• _Excerto fornecido_
============================================================
Porque a reportagem carrega um pouco de
crónica, outro pouco de notícia, mais outro pouco de análise, e mesmo opinião,
onde o estilo do autor faz a diferença dentro da mesmice que seria a redacção
de só dar resposta literal a «O quê, Onde, Quem, Quando, Como e Porquê». Repórteres
há vários, incluindo os que a gíria jornalística em rádio e TV trata por “mudos”,
convencionalmente afastados do microfone devido a debilidades na dicção, na articulação
ou no domínio da língua de trabalho. Estes fazem a recolha e depositam o material
na Redacção, cabendo ao editor indicar quem “põe a voz na peça”.
Como é de imaginar, é nas situações
adversas que o verdadeiro profissional emerge. O estilo, o faro, o sentido de
persuasão e a resiliência costumam ser determinantes na hora de arrancar da
fonte aquela cirúrgica informação, parecer ou estado de alma, seja a propósito
do facto do dia, seja uma radiografia social de determinado grupo, entre a
interminável lista de motivos de cobertura.
Ontem, ao ouvir o noticiário vespertino
da Rádio Lobito, vi-me obrigado a fazer uma vénia ao trabalho do repórter
Carlos Marques (que não faz parte dos “mudos”), numa radiografia pelos bairros
do subúrbio do Lobito, visando auscultar os moradores sobre a ausência (já se
passou da condição de falhas) de energia.
A dado momento, surge um impasse. Dois interlocutores revelam-se agastados, não acreditam em mais nada, nem em ninguém. Já por lá tinham passado várias equipas, a da própria companhia eléctrica inclusive, mas nada de resolver o problema. Nestes casos, é sobre o repórter que o cidadão descarrega o rancor, o que exige um grande sentido de tacto para a necessária isenção e levar o interlocutor a falar para o microfone.
============================================================
(Entradas de marcação de localização em imagens)
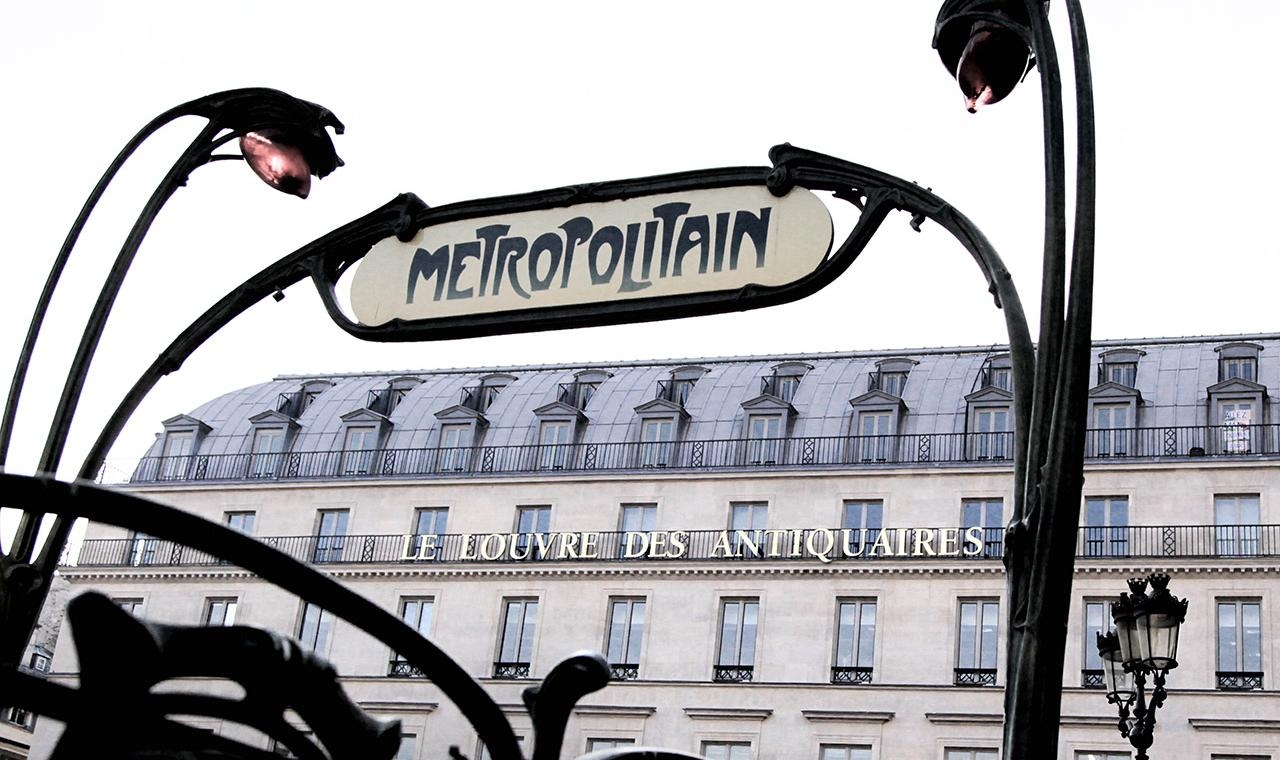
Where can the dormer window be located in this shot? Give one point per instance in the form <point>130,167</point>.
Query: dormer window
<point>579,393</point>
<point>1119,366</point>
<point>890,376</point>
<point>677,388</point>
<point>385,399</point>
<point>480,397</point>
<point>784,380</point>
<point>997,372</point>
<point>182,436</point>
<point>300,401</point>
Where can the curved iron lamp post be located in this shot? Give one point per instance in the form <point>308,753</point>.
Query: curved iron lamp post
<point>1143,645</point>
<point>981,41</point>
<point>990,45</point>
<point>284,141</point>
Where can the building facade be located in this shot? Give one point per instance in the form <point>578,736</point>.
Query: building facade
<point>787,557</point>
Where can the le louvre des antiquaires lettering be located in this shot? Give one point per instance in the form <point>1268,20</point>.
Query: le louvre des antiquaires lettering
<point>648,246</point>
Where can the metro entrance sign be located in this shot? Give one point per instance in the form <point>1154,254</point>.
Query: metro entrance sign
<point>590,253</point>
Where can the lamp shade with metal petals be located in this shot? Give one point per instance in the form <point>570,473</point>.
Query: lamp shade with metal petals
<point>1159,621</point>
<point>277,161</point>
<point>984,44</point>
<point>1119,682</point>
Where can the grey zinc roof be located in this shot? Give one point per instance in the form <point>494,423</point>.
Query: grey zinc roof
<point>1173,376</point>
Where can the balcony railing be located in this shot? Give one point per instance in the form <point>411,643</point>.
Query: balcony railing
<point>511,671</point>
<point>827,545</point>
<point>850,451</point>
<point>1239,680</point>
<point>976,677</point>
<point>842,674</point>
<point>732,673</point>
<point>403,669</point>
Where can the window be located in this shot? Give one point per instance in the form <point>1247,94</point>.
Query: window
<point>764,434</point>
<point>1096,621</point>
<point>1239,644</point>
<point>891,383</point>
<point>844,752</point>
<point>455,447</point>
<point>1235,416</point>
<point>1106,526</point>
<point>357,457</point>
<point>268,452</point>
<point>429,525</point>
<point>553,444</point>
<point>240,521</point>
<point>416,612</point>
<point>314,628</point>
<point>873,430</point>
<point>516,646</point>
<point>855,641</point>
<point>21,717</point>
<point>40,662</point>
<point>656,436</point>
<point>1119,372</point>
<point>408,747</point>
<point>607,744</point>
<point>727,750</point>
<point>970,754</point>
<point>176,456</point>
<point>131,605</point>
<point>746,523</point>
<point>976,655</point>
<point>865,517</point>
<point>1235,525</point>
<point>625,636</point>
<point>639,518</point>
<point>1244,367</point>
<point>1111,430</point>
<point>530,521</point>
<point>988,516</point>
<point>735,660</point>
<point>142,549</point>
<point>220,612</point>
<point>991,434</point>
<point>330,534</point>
============================================================
• _Objetivos_
1) No texto sobre reportagem, qual é o nome do repórter da Rádio Lobito cujo trabalho nos bairros do subúrbio do Lobito é elogiado?
2) Dê continuação ao texto sobre reportagem, a partir da sua última frase.

• _Respostas dos exercícios_
1) Carlos Marques.

2)
O ponto mais alto de toda a reportagem, a meu ver, dá-se na entrevista a uma anciã, voz trémula, aparentemente doente. A caminho da terceira pergunta, a anciã diz-se pouco confortável, talvez a cabeça a chatear. Instintivamente, o repórter flexibiliza o registo do diálogo, abandona a língua oficial e fala a língua materna da interlocutora, o Umbundu. Ela até já falava com o fôlego redobrado, discurso a fluir impecavelmente.
Mesmo sendo bilingue, um outro repórter desistiria,
na mania das "finuras" e exclusão de classes que grassam na comunicação
social, até porque a estação tem uma Editoria de Línguas Nacionais. O Marques,
não. Fora da pauta, mostrou saber do valor profundo da língua na vivência do
cidadão comum, entre a cultura e a sociolinguística.
Ora, uma vez ganha a confiança e vendo
que o repórter se identificava com ela, vieram revelações marcantes sobre o
modo de vida nos bairros emergentes, onde a energia falha, o combustível foge
do alcance para alimentar o gerador, sem falar das pilhas que se esqueceram de alimentar
a lanterna. O grande medo é que a noite dure para sempre.